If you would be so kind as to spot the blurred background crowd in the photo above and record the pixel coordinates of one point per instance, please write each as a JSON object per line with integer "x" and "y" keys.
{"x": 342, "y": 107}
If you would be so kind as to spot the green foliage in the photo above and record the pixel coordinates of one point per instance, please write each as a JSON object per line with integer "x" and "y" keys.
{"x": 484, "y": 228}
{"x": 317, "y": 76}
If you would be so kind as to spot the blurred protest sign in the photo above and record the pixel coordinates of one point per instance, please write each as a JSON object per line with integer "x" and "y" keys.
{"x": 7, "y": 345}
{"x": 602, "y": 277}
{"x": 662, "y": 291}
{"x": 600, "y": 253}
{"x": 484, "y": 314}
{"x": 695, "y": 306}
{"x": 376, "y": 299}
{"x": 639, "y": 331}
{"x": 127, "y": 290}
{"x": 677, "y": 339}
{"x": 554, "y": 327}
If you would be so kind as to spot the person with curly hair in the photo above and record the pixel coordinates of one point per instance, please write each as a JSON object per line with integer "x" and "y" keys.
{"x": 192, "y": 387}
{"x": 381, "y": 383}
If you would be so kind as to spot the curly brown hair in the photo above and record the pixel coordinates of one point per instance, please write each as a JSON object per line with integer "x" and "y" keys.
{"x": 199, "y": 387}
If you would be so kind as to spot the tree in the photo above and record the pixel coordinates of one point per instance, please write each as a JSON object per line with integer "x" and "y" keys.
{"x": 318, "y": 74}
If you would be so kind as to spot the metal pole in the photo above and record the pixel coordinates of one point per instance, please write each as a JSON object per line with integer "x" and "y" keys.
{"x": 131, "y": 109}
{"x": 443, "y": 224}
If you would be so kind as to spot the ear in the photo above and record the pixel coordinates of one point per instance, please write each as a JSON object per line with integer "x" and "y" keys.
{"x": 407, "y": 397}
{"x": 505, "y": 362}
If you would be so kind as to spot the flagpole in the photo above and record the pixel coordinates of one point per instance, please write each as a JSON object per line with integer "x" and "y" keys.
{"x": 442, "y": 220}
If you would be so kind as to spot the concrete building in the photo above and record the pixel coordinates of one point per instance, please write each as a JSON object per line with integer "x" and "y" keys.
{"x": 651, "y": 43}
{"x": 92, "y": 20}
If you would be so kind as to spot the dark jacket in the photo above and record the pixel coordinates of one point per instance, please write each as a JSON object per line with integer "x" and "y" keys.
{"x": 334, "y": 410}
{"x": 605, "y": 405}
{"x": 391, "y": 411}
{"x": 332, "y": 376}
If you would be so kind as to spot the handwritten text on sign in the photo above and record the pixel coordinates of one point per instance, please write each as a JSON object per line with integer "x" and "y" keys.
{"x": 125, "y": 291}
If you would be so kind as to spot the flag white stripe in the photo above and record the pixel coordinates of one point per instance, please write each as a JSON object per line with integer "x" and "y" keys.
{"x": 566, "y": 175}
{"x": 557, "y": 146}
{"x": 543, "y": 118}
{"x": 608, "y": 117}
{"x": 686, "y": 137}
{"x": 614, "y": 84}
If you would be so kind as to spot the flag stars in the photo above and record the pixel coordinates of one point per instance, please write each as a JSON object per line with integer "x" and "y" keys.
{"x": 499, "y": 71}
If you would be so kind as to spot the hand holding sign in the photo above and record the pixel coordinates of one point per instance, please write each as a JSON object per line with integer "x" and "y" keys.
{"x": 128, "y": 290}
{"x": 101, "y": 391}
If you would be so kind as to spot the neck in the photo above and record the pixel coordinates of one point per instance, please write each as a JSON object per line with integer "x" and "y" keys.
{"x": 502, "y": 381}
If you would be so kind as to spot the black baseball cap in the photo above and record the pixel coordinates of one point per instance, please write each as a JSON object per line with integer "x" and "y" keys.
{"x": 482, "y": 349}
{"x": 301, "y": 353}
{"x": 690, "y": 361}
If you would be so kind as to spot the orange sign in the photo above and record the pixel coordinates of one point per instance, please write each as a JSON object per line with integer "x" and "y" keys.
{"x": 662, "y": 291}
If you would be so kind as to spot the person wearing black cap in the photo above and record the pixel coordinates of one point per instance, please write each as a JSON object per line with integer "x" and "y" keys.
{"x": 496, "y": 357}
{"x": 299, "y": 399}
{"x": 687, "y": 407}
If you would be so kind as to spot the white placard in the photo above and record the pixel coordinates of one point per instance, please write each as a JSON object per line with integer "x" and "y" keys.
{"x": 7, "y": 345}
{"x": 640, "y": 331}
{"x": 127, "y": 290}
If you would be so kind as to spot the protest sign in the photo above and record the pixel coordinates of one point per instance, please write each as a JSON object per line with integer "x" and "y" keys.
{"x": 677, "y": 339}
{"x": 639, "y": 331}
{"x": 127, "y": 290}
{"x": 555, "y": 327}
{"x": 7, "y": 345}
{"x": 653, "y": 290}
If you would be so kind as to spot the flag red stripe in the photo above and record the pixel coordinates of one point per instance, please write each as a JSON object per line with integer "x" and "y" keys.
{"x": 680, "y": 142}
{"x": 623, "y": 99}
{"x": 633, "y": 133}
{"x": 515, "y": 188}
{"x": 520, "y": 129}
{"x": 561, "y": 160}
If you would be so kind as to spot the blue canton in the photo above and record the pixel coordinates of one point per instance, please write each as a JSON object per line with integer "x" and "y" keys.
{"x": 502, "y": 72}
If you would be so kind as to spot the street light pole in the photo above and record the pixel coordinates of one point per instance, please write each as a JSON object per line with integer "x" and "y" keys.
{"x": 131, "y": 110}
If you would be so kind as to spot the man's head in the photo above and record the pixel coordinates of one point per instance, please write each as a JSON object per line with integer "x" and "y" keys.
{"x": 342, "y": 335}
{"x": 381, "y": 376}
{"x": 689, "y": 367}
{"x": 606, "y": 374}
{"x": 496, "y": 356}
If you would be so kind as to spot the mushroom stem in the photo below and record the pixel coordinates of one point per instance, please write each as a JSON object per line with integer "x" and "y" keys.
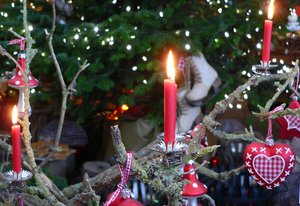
{"x": 21, "y": 104}
{"x": 192, "y": 201}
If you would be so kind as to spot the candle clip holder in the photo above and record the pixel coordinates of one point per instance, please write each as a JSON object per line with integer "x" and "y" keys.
{"x": 263, "y": 68}
{"x": 12, "y": 176}
{"x": 172, "y": 153}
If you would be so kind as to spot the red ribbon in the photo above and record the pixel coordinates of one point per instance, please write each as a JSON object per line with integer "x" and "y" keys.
{"x": 20, "y": 41}
{"x": 125, "y": 173}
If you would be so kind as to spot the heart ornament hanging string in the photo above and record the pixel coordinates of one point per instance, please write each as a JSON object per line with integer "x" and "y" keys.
{"x": 290, "y": 124}
{"x": 269, "y": 163}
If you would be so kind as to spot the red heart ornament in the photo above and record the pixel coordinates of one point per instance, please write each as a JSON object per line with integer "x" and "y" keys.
{"x": 269, "y": 165}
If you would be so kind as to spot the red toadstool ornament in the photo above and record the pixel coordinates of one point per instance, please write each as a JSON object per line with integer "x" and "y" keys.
{"x": 290, "y": 124}
{"x": 194, "y": 188}
{"x": 17, "y": 81}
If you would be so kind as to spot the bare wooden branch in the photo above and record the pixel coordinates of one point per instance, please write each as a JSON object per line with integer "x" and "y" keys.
{"x": 16, "y": 34}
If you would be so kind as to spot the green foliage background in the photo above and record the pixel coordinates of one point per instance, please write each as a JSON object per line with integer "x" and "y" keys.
{"x": 110, "y": 76}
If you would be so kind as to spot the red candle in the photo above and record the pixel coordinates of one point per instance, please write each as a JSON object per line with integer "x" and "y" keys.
{"x": 16, "y": 142}
{"x": 170, "y": 101}
{"x": 268, "y": 35}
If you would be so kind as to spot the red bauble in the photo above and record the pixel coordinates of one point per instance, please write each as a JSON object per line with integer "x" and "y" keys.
{"x": 130, "y": 202}
{"x": 117, "y": 201}
{"x": 289, "y": 124}
{"x": 214, "y": 161}
{"x": 269, "y": 165}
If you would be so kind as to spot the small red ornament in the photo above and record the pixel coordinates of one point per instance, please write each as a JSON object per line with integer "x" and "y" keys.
{"x": 290, "y": 124}
{"x": 214, "y": 161}
{"x": 194, "y": 188}
{"x": 269, "y": 165}
{"x": 298, "y": 10}
{"x": 194, "y": 132}
{"x": 116, "y": 201}
{"x": 130, "y": 202}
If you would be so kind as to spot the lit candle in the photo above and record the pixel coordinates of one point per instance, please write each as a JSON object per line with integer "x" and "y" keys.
{"x": 268, "y": 35}
{"x": 16, "y": 142}
{"x": 170, "y": 97}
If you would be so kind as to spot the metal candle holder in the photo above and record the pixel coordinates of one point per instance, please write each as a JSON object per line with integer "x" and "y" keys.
{"x": 263, "y": 68}
{"x": 11, "y": 175}
{"x": 173, "y": 155}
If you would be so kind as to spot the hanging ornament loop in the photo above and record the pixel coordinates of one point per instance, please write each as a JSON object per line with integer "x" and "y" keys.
{"x": 295, "y": 86}
{"x": 20, "y": 41}
{"x": 269, "y": 138}
{"x": 125, "y": 173}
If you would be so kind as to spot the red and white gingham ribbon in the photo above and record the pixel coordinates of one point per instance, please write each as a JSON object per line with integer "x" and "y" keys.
{"x": 125, "y": 173}
{"x": 296, "y": 85}
{"x": 269, "y": 138}
{"x": 181, "y": 64}
{"x": 20, "y": 41}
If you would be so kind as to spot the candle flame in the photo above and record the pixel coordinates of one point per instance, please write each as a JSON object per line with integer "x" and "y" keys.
{"x": 271, "y": 9}
{"x": 170, "y": 66}
{"x": 15, "y": 115}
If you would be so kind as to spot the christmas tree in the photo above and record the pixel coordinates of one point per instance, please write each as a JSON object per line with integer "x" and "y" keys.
{"x": 125, "y": 45}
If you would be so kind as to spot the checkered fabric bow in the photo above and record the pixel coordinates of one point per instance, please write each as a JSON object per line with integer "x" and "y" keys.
{"x": 20, "y": 41}
{"x": 181, "y": 64}
{"x": 269, "y": 138}
{"x": 293, "y": 122}
{"x": 125, "y": 173}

------------

• **Exercise description**: Please retype exactly, and only, the lines starting at the one that contains "If you would be so kind as to spot the christmas" and ending with the last line of the material.

• **Response to this task**:
If you would be so kind as to spot the christmas tree in the photo above and record the pixel coordinates of one point per instance, please write each as a JSON object per line with integer "x" and "y" keys.
{"x": 125, "y": 45}
If you would be so kind as to spot the checkered fabric bow in the photo above and record the pixel coordinates of one point per instance, please write each as a JSON object per line with integer "x" and "y" keys.
{"x": 20, "y": 41}
{"x": 181, "y": 64}
{"x": 269, "y": 138}
{"x": 293, "y": 122}
{"x": 125, "y": 173}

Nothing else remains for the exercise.